# What needs to be done
In the entries below, which lines run from the one containing "Query: green foliage" to the one containing "Query: roof eave"? Copy exactly those lines, ends included, and no others.
━━━━━━
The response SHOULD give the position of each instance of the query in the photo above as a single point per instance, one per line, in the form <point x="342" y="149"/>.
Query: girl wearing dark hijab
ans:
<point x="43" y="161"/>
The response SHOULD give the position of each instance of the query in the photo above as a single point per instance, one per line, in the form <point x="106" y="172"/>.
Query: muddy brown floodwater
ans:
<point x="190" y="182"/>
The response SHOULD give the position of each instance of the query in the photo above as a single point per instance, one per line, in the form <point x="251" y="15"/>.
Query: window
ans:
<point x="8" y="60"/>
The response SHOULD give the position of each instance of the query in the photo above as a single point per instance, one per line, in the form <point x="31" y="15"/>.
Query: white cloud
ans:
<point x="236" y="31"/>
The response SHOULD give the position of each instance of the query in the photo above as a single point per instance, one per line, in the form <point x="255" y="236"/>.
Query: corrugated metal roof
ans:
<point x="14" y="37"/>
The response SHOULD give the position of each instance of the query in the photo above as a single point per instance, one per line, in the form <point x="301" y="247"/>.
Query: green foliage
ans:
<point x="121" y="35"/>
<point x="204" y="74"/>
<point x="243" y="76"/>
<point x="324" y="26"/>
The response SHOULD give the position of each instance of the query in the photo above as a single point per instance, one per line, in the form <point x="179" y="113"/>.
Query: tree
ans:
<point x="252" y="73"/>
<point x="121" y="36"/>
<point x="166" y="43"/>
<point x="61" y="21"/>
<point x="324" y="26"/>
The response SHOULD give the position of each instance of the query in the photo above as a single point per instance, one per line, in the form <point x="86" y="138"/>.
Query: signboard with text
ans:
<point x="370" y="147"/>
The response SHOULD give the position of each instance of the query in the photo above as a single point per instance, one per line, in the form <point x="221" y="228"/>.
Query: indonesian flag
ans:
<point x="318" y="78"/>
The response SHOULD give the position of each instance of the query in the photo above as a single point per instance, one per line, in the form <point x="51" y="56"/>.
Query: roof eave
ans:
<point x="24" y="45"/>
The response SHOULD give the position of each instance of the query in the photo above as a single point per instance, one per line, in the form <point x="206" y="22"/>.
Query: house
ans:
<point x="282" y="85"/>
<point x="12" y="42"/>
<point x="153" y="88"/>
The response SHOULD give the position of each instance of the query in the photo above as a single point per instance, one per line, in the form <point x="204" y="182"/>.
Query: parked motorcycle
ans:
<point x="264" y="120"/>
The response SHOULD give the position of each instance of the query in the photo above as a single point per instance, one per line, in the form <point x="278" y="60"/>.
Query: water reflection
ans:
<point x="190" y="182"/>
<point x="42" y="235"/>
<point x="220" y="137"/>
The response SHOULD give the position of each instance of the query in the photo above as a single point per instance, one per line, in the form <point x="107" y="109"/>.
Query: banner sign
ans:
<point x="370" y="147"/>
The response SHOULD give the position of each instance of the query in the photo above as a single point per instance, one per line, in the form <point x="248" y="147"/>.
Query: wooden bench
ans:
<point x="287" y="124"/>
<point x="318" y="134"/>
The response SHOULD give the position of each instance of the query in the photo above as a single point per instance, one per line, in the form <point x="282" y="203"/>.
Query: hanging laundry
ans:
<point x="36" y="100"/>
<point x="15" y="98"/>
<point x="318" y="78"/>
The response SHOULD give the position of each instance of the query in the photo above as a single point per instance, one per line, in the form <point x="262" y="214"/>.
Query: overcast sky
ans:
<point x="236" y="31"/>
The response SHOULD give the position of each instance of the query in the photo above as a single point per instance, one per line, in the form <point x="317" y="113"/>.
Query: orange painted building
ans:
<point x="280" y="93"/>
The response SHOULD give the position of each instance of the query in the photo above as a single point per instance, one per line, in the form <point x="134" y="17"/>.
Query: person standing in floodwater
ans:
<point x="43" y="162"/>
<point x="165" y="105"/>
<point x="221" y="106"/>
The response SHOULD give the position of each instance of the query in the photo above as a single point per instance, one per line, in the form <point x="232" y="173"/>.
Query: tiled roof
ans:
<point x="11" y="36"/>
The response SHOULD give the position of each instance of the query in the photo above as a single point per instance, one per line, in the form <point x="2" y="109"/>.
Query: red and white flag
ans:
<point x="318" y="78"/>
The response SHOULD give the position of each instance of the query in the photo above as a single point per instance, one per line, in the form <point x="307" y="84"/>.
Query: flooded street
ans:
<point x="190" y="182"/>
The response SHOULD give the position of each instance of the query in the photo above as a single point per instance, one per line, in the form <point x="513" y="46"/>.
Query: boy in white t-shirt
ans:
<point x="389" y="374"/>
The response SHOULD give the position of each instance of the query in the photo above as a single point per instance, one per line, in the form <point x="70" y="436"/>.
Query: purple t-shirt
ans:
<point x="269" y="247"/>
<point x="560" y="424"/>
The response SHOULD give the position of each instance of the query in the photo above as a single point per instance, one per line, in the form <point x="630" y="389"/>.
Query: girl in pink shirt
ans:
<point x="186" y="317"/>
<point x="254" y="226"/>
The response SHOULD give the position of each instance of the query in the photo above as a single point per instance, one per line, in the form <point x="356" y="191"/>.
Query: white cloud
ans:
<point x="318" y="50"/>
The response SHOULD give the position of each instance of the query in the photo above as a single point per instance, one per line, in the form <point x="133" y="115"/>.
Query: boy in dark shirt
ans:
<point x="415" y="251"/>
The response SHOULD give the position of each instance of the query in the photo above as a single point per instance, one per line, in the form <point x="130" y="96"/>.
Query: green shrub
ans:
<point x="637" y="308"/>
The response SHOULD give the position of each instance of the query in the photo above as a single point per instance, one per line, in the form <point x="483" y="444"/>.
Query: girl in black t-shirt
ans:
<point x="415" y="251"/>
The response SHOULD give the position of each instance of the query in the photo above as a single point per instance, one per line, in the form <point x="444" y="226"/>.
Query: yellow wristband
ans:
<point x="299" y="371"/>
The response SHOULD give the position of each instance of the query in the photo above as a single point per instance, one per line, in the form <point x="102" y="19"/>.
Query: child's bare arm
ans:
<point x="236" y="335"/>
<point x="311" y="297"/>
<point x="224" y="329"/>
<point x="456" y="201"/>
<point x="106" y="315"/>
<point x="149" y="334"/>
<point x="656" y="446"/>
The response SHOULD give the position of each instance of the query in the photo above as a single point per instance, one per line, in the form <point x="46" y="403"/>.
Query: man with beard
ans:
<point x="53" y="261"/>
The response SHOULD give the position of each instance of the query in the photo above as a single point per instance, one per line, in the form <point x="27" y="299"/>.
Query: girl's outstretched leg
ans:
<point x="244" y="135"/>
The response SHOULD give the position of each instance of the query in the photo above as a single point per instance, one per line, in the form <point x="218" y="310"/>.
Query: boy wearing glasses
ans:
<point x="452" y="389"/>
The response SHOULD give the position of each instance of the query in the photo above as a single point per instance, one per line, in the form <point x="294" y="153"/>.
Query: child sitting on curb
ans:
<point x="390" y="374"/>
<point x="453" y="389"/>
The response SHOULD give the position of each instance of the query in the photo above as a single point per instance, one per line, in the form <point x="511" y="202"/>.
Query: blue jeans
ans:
━━━━━━
# Response box
Query: green foliage
ans:
<point x="121" y="35"/>
<point x="204" y="74"/>
<point x="243" y="76"/>
<point x="324" y="26"/>
The response SHOULD give the position of each instance of the query in the photo above as a single point per instance, one per line, in the form <point x="179" y="113"/>.
Query: tree
ans:
<point x="252" y="73"/>
<point x="121" y="36"/>
<point x="166" y="43"/>
<point x="61" y="21"/>
<point x="324" y="26"/>
The response SHOULD give the position of each instance of the query in the photo above as a single point per instance, one per line, in the form <point x="86" y="138"/>.
Query: signboard with text
ans:
<point x="370" y="147"/>
The response SHOULD give the position of each instance of the query in the photo above as a single point per instance, one per line, in the form <point x="221" y="228"/>.
Query: indonesian flag
ans:
<point x="318" y="78"/>
The response SHOULD give the position of each instance of the query in the photo above as a single point per instance, one per line, in the form <point x="51" y="56"/>.
Query: roof eave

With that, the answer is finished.